### DIRECTIVE
Pull out every line below that contains the string "climber". Case matters.

[Location labeling records]
--------------------

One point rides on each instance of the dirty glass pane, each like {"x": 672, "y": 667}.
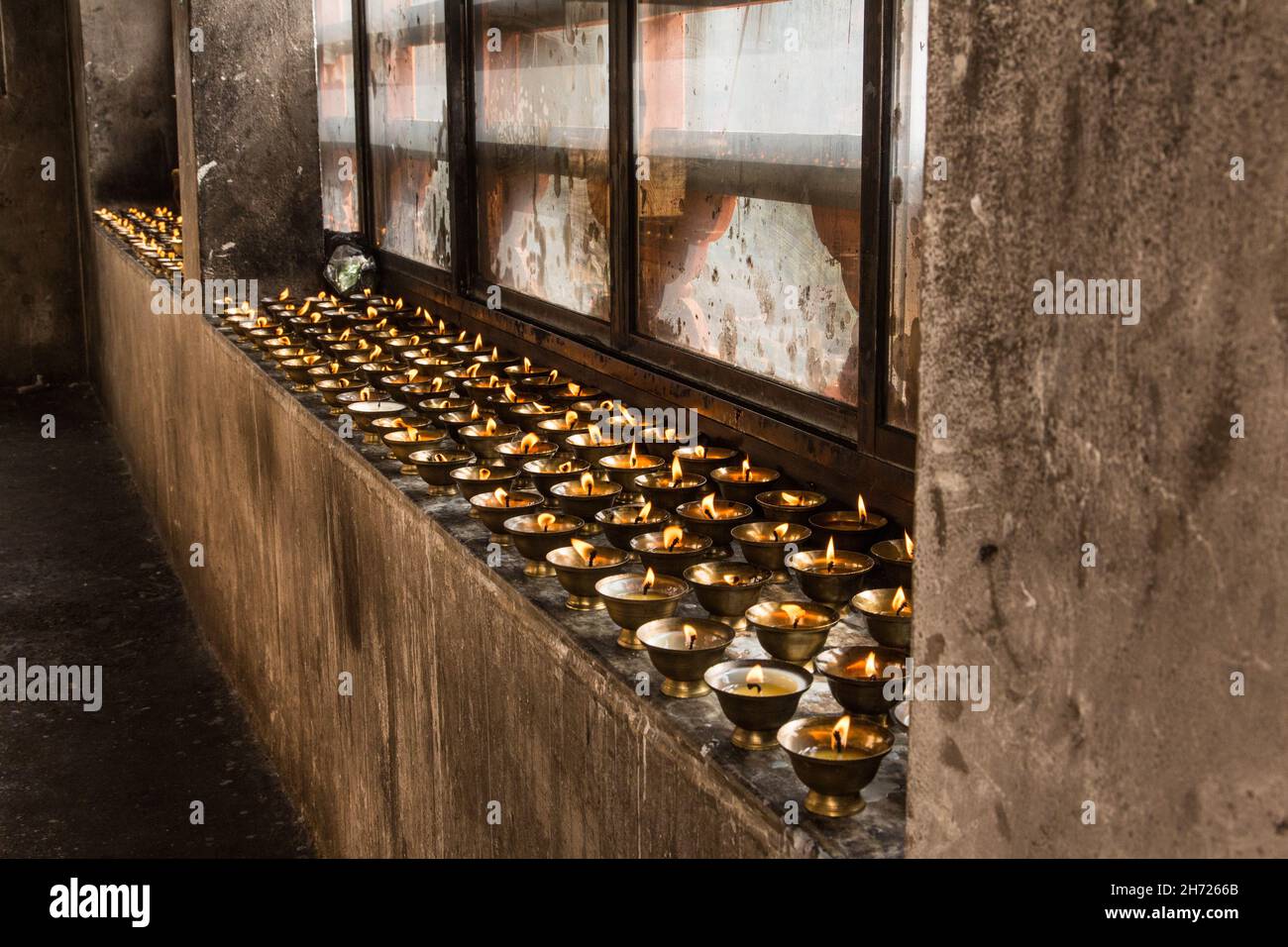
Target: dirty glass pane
{"x": 748, "y": 123}
{"x": 909, "y": 158}
{"x": 541, "y": 132}
{"x": 338, "y": 134}
{"x": 407, "y": 86}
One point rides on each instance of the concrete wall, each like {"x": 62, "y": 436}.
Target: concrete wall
{"x": 129, "y": 94}
{"x": 40, "y": 298}
{"x": 1112, "y": 684}
{"x": 464, "y": 689}
{"x": 249, "y": 141}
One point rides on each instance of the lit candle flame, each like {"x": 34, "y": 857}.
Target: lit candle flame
{"x": 841, "y": 733}
{"x": 900, "y": 602}
{"x": 708, "y": 505}
{"x": 585, "y": 551}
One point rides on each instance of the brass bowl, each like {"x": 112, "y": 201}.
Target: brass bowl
{"x": 846, "y": 530}
{"x": 858, "y": 693}
{"x": 729, "y": 513}
{"x": 403, "y": 444}
{"x": 545, "y": 474}
{"x": 832, "y": 586}
{"x": 664, "y": 491}
{"x": 621, "y": 523}
{"x": 629, "y": 605}
{"x": 476, "y": 437}
{"x": 776, "y": 505}
{"x": 481, "y": 478}
{"x": 493, "y": 514}
{"x": 366, "y": 412}
{"x": 434, "y": 408}
{"x": 515, "y": 457}
{"x": 888, "y": 629}
{"x": 579, "y": 578}
{"x": 690, "y": 551}
{"x": 724, "y": 599}
{"x": 799, "y": 642}
{"x": 729, "y": 480}
{"x": 436, "y": 470}
{"x": 896, "y": 566}
{"x": 570, "y": 497}
{"x": 835, "y": 785}
{"x": 756, "y": 716}
{"x": 584, "y": 445}
{"x": 683, "y": 668}
{"x": 760, "y": 547}
{"x": 715, "y": 458}
{"x": 533, "y": 541}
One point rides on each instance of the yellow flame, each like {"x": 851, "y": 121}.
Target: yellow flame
{"x": 585, "y": 551}
{"x": 708, "y": 505}
{"x": 841, "y": 733}
{"x": 900, "y": 602}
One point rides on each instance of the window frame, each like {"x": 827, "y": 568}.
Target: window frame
{"x": 853, "y": 441}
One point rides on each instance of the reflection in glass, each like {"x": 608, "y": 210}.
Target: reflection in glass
{"x": 748, "y": 119}
{"x": 407, "y": 82}
{"x": 541, "y": 132}
{"x": 909, "y": 158}
{"x": 338, "y": 134}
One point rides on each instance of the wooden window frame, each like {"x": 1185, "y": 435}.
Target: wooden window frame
{"x": 844, "y": 447}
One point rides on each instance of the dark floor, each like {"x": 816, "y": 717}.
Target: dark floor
{"x": 82, "y": 579}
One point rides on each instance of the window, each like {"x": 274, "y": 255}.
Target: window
{"x": 909, "y": 157}
{"x": 407, "y": 129}
{"x": 338, "y": 132}
{"x": 541, "y": 144}
{"x": 748, "y": 119}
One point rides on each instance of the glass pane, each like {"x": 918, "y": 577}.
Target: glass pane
{"x": 338, "y": 133}
{"x": 407, "y": 65}
{"x": 909, "y": 158}
{"x": 541, "y": 128}
{"x": 748, "y": 119}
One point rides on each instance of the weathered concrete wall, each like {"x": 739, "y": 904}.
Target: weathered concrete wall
{"x": 128, "y": 72}
{"x": 249, "y": 141}
{"x": 1112, "y": 684}
{"x": 40, "y": 298}
{"x": 464, "y": 689}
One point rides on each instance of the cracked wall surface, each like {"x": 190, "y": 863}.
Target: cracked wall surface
{"x": 1109, "y": 684}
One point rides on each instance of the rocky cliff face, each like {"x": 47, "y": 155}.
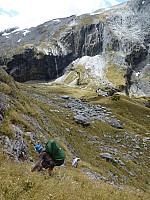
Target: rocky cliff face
{"x": 119, "y": 36}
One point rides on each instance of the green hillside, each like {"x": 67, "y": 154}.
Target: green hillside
{"x": 40, "y": 109}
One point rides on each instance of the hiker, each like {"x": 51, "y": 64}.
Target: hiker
{"x": 75, "y": 162}
{"x": 49, "y": 157}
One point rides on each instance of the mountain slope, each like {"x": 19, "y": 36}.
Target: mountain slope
{"x": 105, "y": 132}
{"x": 119, "y": 36}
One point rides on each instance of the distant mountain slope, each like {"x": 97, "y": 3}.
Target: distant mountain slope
{"x": 119, "y": 37}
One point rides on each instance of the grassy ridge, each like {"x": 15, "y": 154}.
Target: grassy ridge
{"x": 17, "y": 182}
{"x": 38, "y": 109}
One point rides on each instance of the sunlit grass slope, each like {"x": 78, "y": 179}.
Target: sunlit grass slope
{"x": 17, "y": 182}
{"x": 39, "y": 109}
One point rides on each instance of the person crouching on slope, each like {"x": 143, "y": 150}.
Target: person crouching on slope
{"x": 49, "y": 157}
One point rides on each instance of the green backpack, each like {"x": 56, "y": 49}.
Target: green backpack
{"x": 55, "y": 150}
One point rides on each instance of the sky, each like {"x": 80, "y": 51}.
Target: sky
{"x": 29, "y": 13}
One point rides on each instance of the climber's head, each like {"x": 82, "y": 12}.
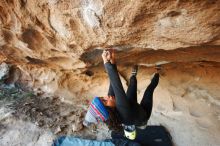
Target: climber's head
{"x": 108, "y": 101}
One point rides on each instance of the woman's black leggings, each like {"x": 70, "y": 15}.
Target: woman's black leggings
{"x": 125, "y": 101}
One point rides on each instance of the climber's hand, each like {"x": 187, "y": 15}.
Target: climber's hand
{"x": 112, "y": 55}
{"x": 106, "y": 56}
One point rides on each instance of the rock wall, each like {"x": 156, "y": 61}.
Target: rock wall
{"x": 54, "y": 48}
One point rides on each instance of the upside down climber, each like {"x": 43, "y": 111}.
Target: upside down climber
{"x": 132, "y": 114}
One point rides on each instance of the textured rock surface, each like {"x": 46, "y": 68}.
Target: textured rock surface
{"x": 54, "y": 47}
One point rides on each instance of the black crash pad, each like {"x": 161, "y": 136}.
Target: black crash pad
{"x": 151, "y": 136}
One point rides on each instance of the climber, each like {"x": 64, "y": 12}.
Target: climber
{"x": 132, "y": 114}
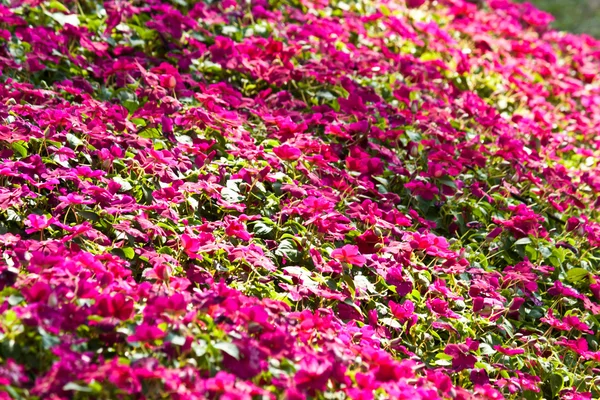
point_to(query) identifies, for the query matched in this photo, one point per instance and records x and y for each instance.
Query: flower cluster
(297, 199)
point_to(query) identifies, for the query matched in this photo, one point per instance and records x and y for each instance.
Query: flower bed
(295, 199)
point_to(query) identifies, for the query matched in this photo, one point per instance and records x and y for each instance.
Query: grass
(579, 16)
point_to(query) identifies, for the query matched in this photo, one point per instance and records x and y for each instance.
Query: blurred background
(579, 16)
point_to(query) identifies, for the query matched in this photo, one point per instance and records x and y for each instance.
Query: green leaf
(228, 348)
(20, 147)
(523, 241)
(57, 5)
(129, 252)
(76, 387)
(556, 384)
(64, 19)
(150, 133)
(577, 274)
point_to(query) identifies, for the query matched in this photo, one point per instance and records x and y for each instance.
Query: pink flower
(349, 254)
(38, 223)
(441, 308)
(146, 333)
(287, 152)
(461, 354)
(426, 190)
(238, 230)
(405, 312)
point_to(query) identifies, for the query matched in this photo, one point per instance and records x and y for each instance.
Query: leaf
(286, 249)
(523, 241)
(228, 348)
(556, 384)
(76, 387)
(150, 133)
(74, 140)
(64, 19)
(57, 5)
(20, 148)
(129, 252)
(577, 274)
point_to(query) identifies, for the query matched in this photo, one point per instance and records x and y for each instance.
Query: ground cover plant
(297, 199)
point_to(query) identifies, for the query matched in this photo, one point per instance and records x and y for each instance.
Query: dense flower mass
(297, 199)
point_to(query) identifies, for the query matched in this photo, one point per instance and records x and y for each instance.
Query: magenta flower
(349, 254)
(426, 190)
(441, 308)
(38, 223)
(146, 333)
(405, 312)
(287, 152)
(462, 358)
(509, 351)
(238, 230)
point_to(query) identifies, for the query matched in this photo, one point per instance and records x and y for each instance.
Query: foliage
(294, 199)
(574, 16)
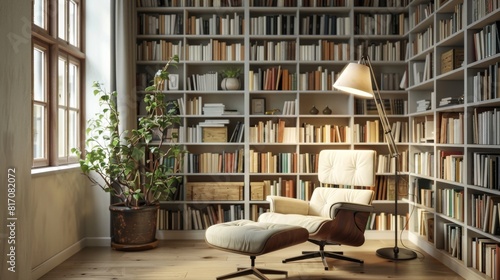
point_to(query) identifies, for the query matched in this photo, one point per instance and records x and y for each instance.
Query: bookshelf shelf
(418, 38)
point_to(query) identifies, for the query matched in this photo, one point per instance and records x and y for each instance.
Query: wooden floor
(194, 260)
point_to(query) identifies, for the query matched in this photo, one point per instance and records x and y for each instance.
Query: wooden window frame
(56, 47)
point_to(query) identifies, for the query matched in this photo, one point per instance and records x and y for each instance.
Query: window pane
(61, 19)
(62, 82)
(38, 75)
(73, 85)
(61, 128)
(39, 13)
(73, 131)
(39, 132)
(73, 23)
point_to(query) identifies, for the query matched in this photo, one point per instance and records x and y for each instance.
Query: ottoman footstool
(253, 239)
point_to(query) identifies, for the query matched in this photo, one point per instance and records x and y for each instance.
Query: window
(57, 76)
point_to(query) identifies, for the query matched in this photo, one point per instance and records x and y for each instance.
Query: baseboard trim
(98, 242)
(57, 259)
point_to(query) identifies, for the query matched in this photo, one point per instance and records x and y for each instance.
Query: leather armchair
(334, 215)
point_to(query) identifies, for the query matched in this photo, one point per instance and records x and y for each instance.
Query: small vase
(230, 84)
(327, 111)
(313, 111)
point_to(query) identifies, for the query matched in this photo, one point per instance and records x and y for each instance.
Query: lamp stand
(394, 253)
(359, 79)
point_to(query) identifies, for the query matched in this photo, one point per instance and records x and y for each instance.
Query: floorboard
(194, 260)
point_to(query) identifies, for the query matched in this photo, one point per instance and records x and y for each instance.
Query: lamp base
(395, 253)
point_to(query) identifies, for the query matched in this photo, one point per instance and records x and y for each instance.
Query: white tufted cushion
(323, 199)
(347, 167)
(253, 238)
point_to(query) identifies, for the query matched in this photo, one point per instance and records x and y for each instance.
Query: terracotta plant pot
(230, 84)
(133, 229)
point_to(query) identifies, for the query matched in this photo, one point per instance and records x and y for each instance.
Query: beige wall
(15, 135)
(57, 212)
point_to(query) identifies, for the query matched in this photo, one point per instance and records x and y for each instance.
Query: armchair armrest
(287, 205)
(349, 206)
(350, 220)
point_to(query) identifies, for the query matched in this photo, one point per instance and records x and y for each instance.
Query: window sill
(54, 169)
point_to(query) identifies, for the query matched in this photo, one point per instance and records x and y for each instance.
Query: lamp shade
(355, 79)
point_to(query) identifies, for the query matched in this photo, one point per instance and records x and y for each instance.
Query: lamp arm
(393, 149)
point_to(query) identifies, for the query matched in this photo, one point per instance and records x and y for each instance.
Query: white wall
(15, 138)
(57, 212)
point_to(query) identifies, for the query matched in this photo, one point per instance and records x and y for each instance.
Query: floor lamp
(356, 78)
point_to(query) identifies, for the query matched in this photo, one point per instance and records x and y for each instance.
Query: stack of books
(213, 109)
(423, 105)
(450, 101)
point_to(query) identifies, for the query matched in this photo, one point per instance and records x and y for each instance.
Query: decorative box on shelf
(214, 134)
(214, 190)
(451, 60)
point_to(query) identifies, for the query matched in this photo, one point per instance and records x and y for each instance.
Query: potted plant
(230, 79)
(135, 166)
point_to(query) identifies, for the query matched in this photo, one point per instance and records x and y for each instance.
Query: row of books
(423, 192)
(423, 41)
(200, 219)
(486, 42)
(452, 24)
(224, 162)
(385, 188)
(158, 50)
(190, 3)
(486, 126)
(450, 165)
(327, 133)
(272, 25)
(485, 256)
(166, 24)
(273, 132)
(291, 162)
(450, 202)
(322, 24)
(451, 128)
(383, 51)
(453, 240)
(423, 163)
(423, 129)
(422, 70)
(392, 106)
(387, 164)
(421, 12)
(486, 170)
(272, 51)
(324, 50)
(381, 24)
(485, 213)
(320, 79)
(485, 84)
(216, 50)
(274, 78)
(386, 221)
(215, 25)
(425, 226)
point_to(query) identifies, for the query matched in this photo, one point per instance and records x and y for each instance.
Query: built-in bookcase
(453, 79)
(285, 112)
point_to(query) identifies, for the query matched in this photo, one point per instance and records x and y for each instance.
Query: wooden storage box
(214, 134)
(214, 191)
(451, 59)
(257, 191)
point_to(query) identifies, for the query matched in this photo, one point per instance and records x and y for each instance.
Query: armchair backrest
(323, 198)
(343, 167)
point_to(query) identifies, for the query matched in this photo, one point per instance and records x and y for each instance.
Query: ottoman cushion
(254, 238)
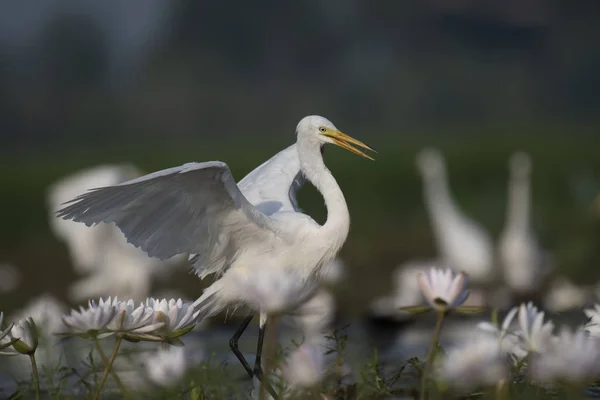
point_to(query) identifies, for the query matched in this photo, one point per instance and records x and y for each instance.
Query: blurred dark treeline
(107, 69)
(161, 83)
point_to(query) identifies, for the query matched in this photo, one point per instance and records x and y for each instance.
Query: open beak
(346, 142)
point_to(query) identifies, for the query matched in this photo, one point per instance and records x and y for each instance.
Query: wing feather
(186, 209)
(272, 186)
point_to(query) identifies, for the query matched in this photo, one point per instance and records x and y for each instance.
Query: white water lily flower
(165, 368)
(593, 326)
(6, 340)
(476, 363)
(535, 334)
(443, 289)
(509, 342)
(574, 357)
(272, 290)
(305, 366)
(92, 321)
(26, 333)
(133, 320)
(178, 318)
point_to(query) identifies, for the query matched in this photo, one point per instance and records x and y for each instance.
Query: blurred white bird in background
(112, 266)
(462, 243)
(199, 209)
(10, 278)
(523, 263)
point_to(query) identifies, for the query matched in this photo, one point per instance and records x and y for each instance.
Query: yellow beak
(346, 142)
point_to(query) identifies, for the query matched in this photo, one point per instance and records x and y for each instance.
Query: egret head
(320, 130)
(431, 162)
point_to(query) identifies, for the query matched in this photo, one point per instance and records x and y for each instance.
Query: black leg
(258, 362)
(234, 346)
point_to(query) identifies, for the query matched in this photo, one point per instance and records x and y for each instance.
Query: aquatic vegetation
(519, 357)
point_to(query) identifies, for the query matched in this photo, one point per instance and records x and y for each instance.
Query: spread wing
(85, 244)
(196, 208)
(272, 186)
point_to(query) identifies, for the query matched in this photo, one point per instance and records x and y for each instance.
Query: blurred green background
(159, 84)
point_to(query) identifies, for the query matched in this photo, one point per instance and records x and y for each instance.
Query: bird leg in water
(233, 343)
(258, 371)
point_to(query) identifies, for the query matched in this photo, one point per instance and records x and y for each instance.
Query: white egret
(522, 260)
(198, 209)
(102, 252)
(461, 241)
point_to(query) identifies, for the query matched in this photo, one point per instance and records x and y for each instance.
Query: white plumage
(111, 266)
(461, 241)
(198, 209)
(521, 258)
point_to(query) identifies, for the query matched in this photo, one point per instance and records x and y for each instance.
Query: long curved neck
(335, 229)
(517, 217)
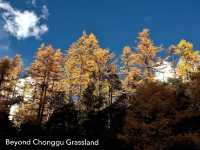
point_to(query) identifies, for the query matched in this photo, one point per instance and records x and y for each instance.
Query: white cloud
(33, 2)
(23, 24)
(164, 72)
(45, 12)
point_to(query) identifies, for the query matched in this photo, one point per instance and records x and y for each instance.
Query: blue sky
(116, 23)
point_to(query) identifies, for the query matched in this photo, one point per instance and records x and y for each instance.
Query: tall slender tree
(46, 70)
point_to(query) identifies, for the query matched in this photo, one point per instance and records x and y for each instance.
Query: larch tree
(140, 64)
(85, 60)
(46, 70)
(188, 59)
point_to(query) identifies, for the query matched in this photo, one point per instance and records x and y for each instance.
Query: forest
(82, 92)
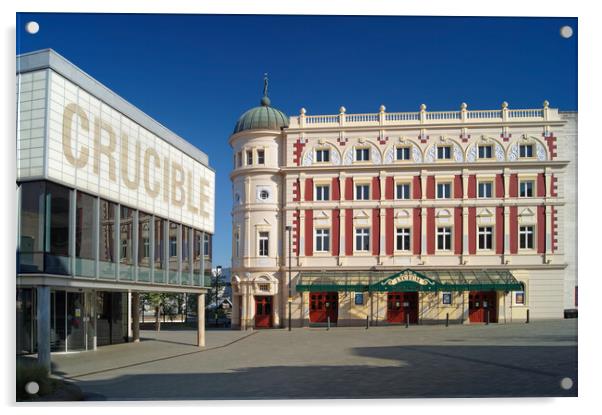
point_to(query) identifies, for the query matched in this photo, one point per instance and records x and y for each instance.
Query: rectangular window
(526, 188)
(485, 189)
(84, 226)
(526, 237)
(362, 154)
(444, 238)
(362, 239)
(362, 192)
(263, 243)
(444, 153)
(485, 152)
(402, 191)
(322, 240)
(443, 190)
(519, 297)
(322, 156)
(446, 298)
(323, 192)
(485, 237)
(402, 239)
(525, 150)
(403, 153)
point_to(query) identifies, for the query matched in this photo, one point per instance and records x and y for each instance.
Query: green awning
(410, 280)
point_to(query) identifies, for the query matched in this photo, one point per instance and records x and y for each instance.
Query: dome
(263, 117)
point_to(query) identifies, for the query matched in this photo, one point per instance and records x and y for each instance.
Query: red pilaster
(309, 232)
(472, 230)
(513, 229)
(417, 231)
(499, 230)
(349, 232)
(458, 231)
(430, 231)
(389, 231)
(334, 237)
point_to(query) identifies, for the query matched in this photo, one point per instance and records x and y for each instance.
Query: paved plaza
(381, 362)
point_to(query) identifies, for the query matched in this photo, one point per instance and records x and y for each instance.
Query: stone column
(43, 326)
(200, 342)
(136, 317)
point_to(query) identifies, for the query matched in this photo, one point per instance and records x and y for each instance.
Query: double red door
(263, 311)
(323, 305)
(401, 306)
(479, 304)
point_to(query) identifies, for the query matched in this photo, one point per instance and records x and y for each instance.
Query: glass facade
(67, 232)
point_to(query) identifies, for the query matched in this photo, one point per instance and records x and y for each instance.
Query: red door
(322, 306)
(481, 302)
(263, 312)
(400, 305)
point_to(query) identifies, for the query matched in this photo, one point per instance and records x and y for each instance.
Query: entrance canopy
(409, 280)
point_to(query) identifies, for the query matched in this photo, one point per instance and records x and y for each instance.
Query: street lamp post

--------------------

### FULL OUTPUT
One point rides on each instance of the climber's head, each like {"x": 82, "y": 12}.
Target: climber's head
One point rides on each instance of the climber's hand, each like {"x": 187, "y": 15}.
Target: climber's hand
One point rides on each instance of the upside down climber, each like {"x": 43, "y": 111}.
Target: upside down climber
One point rides on each instance of the climber, each like {"x": 64, "y": 12}.
Target: climber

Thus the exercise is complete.